Stored records -
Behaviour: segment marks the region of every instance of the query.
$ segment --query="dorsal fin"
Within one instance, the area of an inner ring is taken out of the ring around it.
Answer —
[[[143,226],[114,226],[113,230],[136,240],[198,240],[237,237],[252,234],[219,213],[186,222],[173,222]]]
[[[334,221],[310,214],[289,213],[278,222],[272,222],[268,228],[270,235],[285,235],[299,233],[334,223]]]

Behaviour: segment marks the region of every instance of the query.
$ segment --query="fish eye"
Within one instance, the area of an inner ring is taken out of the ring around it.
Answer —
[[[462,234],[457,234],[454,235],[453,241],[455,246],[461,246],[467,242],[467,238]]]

Work to be completed - Copy out every line above word for word, from the first to the last, without changing anything.

Correct result -
Behaviour: segment marks the region of every instance of the query.
$ segment --query="dorsal fin"
Within one instance, the area of an inner ring is taken out of the ring around it.
Answer —
[[[143,226],[114,226],[113,230],[136,240],[198,240],[237,237],[252,234],[219,213],[186,222],[173,222]]]
[[[334,221],[310,214],[289,213],[278,222],[272,222],[268,228],[270,235],[285,235],[299,233],[334,223]]]

Behaviour: segment marks the region of every instance of the query.
$ segment --query="fish eye"
Within one instance, the area of an inner ring is taken out of the ring around it.
Answer —
[[[462,234],[457,234],[454,235],[453,241],[455,246],[461,246],[467,242],[467,238]]]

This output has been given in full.